* BEGIN Rows *

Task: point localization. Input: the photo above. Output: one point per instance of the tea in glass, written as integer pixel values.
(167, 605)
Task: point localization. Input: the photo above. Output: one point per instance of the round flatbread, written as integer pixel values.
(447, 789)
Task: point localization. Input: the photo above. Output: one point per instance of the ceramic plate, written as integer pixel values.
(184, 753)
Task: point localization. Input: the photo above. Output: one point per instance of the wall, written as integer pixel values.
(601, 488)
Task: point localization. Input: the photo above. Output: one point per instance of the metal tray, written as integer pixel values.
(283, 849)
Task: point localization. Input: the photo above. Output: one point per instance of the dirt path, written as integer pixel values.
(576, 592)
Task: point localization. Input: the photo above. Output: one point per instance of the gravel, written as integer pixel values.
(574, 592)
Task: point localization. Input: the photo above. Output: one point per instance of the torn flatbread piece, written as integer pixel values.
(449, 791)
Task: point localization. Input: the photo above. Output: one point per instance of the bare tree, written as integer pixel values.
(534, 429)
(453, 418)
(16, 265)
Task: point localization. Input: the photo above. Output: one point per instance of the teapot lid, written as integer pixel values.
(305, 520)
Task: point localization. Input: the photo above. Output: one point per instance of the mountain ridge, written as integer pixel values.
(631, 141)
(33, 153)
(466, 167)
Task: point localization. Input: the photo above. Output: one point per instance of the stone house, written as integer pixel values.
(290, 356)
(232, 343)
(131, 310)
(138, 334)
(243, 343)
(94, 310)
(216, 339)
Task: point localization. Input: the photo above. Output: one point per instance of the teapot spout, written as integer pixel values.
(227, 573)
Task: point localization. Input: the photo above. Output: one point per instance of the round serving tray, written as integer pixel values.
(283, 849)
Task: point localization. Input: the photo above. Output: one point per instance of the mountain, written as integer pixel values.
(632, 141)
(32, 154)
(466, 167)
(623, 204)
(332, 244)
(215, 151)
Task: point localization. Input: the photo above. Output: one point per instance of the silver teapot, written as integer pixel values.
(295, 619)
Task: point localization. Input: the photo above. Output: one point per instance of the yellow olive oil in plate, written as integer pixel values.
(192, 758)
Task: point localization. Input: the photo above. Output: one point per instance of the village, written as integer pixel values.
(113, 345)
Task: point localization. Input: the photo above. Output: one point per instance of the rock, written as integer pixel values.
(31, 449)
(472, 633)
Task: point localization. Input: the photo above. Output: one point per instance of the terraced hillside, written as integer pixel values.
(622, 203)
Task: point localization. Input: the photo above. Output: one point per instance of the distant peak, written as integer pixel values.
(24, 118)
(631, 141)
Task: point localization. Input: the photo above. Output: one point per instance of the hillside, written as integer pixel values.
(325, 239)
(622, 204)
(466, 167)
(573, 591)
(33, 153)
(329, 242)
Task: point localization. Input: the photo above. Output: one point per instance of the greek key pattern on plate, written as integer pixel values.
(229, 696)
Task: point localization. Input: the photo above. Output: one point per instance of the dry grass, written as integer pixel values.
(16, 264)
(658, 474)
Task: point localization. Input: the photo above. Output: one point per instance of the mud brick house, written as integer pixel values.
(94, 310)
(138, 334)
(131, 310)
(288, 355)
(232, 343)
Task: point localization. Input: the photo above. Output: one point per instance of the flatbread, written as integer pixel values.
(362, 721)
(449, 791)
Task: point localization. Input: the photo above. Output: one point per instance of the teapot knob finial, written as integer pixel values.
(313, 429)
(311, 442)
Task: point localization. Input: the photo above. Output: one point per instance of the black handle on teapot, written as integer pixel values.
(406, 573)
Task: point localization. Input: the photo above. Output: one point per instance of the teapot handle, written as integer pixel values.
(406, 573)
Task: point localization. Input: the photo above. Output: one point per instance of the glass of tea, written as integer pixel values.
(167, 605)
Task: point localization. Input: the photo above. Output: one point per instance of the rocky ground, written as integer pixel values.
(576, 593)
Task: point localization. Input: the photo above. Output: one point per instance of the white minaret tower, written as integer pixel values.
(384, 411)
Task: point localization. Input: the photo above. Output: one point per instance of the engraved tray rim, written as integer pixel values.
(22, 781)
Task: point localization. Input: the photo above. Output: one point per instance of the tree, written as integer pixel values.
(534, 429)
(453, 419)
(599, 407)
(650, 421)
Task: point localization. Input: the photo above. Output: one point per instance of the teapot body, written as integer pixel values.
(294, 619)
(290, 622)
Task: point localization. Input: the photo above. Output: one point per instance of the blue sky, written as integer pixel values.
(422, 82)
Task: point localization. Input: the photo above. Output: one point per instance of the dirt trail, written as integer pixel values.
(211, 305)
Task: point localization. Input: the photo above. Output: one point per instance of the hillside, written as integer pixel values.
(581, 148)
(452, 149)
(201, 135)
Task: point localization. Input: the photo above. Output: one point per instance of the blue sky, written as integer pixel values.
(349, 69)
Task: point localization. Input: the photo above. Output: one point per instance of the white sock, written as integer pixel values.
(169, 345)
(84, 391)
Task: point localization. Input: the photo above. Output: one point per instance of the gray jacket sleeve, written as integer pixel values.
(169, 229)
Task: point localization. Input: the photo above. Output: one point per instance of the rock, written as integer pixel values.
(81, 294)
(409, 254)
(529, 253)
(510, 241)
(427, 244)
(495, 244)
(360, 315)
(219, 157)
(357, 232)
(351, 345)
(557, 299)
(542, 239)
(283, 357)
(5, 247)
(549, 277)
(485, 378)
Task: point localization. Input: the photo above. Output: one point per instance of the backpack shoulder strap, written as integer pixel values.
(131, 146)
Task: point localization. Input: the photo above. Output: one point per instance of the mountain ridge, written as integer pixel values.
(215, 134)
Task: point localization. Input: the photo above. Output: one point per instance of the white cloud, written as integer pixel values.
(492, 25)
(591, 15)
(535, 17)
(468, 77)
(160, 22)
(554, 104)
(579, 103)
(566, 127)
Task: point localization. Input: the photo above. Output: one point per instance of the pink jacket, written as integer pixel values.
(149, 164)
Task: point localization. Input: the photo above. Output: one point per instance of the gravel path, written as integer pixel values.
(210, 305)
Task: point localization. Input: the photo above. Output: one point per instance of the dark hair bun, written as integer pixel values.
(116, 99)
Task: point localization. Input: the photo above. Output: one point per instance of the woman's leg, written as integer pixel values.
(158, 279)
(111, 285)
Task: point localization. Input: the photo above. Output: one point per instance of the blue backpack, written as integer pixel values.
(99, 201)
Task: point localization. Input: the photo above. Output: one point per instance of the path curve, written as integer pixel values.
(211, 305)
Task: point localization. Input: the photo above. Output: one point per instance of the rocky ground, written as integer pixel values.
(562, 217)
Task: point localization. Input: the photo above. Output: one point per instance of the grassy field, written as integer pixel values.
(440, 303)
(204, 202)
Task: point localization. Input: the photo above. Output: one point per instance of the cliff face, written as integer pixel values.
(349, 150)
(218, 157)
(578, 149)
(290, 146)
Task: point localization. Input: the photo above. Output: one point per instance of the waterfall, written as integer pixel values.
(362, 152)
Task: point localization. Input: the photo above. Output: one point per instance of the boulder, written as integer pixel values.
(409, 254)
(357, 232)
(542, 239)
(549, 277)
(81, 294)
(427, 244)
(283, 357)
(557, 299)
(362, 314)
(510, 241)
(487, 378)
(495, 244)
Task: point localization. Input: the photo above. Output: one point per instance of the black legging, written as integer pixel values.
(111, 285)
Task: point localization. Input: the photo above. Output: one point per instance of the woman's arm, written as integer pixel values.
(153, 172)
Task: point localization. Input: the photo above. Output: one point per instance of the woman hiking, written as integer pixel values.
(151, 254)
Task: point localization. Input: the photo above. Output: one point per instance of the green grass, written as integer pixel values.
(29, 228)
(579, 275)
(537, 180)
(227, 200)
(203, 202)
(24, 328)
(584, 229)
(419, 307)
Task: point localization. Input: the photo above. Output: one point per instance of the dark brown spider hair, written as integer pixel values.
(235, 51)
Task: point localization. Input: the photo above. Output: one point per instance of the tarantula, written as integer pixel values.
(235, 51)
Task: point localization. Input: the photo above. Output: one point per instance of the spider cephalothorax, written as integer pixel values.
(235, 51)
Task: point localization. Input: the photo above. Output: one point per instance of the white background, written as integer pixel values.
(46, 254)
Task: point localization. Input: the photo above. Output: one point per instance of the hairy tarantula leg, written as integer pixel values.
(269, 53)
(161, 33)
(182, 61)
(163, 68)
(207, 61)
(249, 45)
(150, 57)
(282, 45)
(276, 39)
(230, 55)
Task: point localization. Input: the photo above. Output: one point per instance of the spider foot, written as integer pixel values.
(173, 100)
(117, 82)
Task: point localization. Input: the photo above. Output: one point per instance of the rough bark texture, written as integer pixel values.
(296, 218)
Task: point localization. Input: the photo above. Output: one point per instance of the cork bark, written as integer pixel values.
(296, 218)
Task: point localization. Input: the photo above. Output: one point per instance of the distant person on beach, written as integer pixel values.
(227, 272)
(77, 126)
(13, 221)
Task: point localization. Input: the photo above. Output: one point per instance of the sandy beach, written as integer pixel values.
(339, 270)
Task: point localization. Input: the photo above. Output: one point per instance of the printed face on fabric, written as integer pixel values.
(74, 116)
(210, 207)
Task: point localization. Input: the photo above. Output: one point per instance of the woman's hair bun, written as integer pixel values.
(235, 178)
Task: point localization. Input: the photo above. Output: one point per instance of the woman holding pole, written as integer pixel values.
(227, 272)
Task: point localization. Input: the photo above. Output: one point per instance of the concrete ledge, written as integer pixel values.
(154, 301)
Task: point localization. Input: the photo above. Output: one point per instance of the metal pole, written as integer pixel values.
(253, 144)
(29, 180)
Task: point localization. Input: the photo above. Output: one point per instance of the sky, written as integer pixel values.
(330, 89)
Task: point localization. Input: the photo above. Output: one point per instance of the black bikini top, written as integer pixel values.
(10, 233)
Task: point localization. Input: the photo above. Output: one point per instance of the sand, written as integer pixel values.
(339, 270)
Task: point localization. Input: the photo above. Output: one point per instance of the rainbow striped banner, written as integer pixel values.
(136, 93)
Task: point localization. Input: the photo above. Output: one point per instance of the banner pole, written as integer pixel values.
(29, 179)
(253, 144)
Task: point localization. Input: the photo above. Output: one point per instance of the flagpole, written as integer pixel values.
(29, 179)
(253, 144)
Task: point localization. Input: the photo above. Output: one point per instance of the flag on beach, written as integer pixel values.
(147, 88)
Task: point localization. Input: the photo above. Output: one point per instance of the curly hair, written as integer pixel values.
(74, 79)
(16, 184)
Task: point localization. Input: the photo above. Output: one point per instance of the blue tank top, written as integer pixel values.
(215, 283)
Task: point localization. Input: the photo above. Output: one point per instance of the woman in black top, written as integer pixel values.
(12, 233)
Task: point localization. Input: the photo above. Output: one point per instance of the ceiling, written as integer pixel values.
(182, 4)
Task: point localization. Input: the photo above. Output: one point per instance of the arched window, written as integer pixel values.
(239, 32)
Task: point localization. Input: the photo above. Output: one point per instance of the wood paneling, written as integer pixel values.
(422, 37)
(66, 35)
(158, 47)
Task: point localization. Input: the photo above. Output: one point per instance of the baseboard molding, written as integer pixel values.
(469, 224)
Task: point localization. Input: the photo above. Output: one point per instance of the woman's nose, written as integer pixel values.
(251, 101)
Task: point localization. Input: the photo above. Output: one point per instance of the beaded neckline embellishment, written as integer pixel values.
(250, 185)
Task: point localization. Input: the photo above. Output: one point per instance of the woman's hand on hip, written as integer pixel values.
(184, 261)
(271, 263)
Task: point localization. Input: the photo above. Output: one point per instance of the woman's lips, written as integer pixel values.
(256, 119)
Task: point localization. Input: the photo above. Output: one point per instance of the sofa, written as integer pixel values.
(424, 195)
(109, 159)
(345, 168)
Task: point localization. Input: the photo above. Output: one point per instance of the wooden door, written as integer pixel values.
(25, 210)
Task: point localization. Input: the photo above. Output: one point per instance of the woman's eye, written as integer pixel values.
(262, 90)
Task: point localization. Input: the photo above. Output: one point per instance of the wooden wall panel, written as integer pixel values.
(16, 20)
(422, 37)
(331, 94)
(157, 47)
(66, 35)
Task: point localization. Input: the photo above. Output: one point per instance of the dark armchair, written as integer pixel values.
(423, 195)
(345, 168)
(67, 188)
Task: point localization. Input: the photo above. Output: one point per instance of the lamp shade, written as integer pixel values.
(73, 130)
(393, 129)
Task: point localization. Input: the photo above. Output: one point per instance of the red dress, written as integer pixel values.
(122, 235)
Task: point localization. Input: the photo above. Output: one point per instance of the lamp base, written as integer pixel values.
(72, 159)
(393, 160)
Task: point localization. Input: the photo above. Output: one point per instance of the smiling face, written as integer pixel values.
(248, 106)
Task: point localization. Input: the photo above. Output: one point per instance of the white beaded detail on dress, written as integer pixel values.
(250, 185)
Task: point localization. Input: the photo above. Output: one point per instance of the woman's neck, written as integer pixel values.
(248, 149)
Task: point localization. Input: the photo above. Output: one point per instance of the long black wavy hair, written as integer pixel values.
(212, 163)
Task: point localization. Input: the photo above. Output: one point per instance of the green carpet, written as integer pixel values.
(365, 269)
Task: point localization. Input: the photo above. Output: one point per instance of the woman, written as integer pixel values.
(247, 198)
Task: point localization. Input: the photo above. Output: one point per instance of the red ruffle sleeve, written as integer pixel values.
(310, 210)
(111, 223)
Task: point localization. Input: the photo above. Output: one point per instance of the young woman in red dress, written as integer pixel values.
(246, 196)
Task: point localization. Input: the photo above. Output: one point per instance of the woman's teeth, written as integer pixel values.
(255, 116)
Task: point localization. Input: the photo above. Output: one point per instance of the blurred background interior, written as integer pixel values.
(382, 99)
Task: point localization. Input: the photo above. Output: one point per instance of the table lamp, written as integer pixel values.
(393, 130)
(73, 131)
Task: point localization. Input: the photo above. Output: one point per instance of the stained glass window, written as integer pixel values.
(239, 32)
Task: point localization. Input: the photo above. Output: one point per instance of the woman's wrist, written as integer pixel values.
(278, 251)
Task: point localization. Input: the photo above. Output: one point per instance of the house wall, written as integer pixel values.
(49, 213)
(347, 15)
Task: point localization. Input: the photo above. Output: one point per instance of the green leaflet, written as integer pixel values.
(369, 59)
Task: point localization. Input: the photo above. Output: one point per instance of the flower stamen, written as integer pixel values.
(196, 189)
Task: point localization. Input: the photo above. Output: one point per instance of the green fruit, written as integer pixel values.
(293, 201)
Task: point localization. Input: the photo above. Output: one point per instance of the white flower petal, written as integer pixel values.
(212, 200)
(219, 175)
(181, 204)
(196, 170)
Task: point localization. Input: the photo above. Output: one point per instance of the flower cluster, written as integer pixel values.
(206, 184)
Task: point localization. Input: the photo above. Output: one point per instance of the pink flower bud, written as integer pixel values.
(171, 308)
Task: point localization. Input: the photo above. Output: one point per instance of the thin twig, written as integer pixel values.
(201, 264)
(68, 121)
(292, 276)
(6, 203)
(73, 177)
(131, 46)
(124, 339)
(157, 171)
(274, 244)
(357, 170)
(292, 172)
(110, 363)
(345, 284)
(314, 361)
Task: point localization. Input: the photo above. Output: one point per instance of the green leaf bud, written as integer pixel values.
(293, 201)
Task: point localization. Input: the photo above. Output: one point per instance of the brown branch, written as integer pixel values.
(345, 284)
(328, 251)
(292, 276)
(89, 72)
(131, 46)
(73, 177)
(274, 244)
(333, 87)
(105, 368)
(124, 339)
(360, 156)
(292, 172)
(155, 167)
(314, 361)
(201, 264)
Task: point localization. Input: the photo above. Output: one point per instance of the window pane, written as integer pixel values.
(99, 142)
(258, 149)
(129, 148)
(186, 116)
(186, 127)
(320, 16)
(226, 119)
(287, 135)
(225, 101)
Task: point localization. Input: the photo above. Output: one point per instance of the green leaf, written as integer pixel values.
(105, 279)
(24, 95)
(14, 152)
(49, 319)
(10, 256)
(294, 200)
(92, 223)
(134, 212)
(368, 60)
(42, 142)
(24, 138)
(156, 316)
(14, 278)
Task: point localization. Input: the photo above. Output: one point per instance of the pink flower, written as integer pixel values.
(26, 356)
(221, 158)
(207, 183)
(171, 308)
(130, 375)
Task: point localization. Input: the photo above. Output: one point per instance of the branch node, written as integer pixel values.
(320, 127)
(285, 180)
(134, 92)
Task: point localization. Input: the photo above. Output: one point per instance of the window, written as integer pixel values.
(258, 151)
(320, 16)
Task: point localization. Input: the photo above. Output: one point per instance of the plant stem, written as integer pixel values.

* END Rows *

• _Exercise details_: Set down exactly what runs from the line with "flower, written as integer pixel values." to the last line of the data above, including both of those lines and no others.

• _Result of this task_:
Task: point localization. Input: the photo above. Output: one point per instance of the pink flower, written as integer pixel values.
(26, 356)
(221, 158)
(207, 183)
(171, 308)
(130, 375)
Task: point localization. Input: the photo above. Output: one point per instance of the branch node, written as integer pixel values.
(320, 127)
(285, 180)
(134, 92)
Task: point localization. Input: the photo above. Output: one point per instance of the window, written as integer pixel values.
(258, 151)
(320, 16)
Task: point localization. Input: the photo above. Output: one point per instance of the plant stem, written as integer pixel values.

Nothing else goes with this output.